**Work request 1**
In the Grafana passage, which icon stands for Explore?
**Work request 2**
Reproduce the Grafana passage word for word, starting at "This is the" and ending at "the app's logs.".
**Work request 3**
Render this sentence from the Grafana passage in Spanish: "Grafana Alerting turns a query into an automatic notification."

**Source passage**
Choose Time series as the visualization, give the panel a title, and Save dashboard.

A metric panel using a PromQL-style query (against Mimir/Prometheus) looks like:

sum(rate(http_requests_total{job="myapp",status=~"5.."}[5m]))

This is the per-second rate of HTTP 5xx errors over 5-minute windows — a classic "is my app erroring?" panel.

4. Explore — ad-hoc questions

Explore (the compass icon) is for investigating right now without building a dashboard. You pick a data source, type a query, and iterate. It's where the observability workflow happens during an incident.

A typical Explore session:

Open Explore, choose Loki.
Start broad: {job="myapp"} to see all the app's logs.
Narrow down: {job="myapp"} |= "timeout" to find timeouts.
Parse and filter further: {job="myapp"} | logfmt | level="error" (the logfmt parser splits key=value log lines into labels you can filter on).

Explore also lets you split the view to compare two queries side by side, and to jump from a log line to a trace (if trace IDs are present) — that's the metric → trace → log workflow in action.

5. Basic alerting

Grafana Alerting turns a query into an automatic notification. An alert rule has these parts:

  QUERY  -->  CONDITION  -->  [pending for N min]  -->  FIRING  -->  NOTIFICATION
  (data)      (threshold)      (avoid flapping)         (state)      (contact point)

The pieces:

Query: e.g. the 5xx error rate PromQL above, or a Loki count.
Condition / threshold: e.g. IS ABOVE 0.05 (5%).
Evaluation interval & "for" duration: how often to check, and how long the condition must hold before firing. The "for" duration stops brief spikes from paging you ("flapping").
Labels & annotations: metadata and a human message ("Checkout 5xx error rate is {{ $value }}").
Contact point: where the alert goes — email, Slack, a webhook. (The lab sends email via the SMTP configured in grafana.ini.)
Notification policy: routes alerts to the right contact point based on labels.

To create one: Alerting → Alert rules → New alert rule, define the query, set the condition, choose the evaluation interval, set a "for" of e.g. 5m, attach a contact point via the notification policy, and save. An alert moves through states: Normal → Pending → Firing → (Resolved).

**Dataset content**
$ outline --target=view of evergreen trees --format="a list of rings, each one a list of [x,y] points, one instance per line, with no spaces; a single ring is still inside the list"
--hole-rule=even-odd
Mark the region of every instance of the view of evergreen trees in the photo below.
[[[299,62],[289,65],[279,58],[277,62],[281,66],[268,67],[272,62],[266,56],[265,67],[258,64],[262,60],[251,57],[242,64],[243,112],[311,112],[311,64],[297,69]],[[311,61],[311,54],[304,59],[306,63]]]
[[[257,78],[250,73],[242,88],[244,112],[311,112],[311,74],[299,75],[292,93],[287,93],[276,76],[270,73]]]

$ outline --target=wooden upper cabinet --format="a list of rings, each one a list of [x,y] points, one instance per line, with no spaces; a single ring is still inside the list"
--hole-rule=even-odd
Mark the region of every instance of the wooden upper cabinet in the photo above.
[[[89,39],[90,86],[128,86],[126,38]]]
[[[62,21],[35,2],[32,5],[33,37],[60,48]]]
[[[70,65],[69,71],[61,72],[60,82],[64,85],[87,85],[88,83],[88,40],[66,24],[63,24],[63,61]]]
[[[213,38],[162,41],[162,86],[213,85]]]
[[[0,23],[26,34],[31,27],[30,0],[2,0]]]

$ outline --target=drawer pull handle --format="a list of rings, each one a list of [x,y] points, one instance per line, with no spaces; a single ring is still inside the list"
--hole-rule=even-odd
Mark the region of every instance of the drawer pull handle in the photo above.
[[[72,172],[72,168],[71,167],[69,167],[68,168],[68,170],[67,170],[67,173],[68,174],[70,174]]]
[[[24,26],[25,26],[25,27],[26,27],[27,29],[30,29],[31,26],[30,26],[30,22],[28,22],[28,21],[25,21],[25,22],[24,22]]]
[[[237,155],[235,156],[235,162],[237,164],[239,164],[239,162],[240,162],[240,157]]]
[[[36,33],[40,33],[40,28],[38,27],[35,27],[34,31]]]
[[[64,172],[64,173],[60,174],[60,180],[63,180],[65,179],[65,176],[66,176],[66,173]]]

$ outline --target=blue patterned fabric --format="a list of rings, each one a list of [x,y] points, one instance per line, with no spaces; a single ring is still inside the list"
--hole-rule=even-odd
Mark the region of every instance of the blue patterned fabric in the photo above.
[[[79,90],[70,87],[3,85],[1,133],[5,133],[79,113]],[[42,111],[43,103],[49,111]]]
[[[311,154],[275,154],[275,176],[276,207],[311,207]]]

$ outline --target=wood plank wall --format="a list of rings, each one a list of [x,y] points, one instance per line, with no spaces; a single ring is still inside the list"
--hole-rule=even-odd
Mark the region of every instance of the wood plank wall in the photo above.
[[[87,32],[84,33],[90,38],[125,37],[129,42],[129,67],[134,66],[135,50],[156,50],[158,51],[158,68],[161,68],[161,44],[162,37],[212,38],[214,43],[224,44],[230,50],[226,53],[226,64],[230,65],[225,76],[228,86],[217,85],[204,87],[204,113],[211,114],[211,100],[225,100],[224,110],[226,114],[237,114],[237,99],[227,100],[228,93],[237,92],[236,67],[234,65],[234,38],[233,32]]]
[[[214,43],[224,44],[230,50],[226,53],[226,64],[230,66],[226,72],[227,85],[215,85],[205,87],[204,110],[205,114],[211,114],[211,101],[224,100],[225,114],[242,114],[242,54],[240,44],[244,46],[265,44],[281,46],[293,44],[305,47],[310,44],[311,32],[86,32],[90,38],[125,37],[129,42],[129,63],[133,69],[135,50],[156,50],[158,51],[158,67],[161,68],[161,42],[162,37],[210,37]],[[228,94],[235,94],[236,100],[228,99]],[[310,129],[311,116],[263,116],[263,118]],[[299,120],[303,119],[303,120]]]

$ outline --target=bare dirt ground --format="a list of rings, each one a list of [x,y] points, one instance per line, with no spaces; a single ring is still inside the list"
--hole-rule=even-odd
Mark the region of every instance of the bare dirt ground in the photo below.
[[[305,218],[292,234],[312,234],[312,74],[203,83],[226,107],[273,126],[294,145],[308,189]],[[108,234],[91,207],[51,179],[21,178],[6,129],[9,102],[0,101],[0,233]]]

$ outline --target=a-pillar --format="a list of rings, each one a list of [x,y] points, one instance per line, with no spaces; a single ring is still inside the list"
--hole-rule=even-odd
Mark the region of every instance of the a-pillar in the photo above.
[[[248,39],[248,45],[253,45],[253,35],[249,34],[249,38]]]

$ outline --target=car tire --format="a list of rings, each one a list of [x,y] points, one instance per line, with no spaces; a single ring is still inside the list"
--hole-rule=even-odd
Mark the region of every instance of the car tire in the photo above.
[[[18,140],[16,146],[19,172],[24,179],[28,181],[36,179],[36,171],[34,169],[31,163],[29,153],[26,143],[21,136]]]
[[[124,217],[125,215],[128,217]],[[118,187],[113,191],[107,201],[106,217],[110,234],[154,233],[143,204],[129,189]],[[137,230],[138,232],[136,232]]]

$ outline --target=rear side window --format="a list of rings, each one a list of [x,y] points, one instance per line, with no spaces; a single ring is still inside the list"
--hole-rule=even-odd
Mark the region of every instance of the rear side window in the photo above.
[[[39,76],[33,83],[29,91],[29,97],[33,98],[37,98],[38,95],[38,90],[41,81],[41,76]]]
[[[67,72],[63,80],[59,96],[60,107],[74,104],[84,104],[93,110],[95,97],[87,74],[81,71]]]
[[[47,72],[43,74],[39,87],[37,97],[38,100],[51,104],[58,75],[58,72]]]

**Exercise output 1**
The compass icon.

**Exercise output 2**
This is the per-second rate of HTTP 5xx errors over 5-minute windows — a classic "is my app erroring?" panel.

4. Explore — ad-hoc questions

Explore (the compass icon) is for investigating right now without building a dashboard. You pick a data source, type a query, and iterate. It's where the observability workflow happens during an incident.

A typical Explore session:

Open Explore, choose Loki.
Start broad: {job="myapp"} to see all the app's logs.

**Exercise output 3**
Grafana Alerting convierte una consulta en una notificación automática.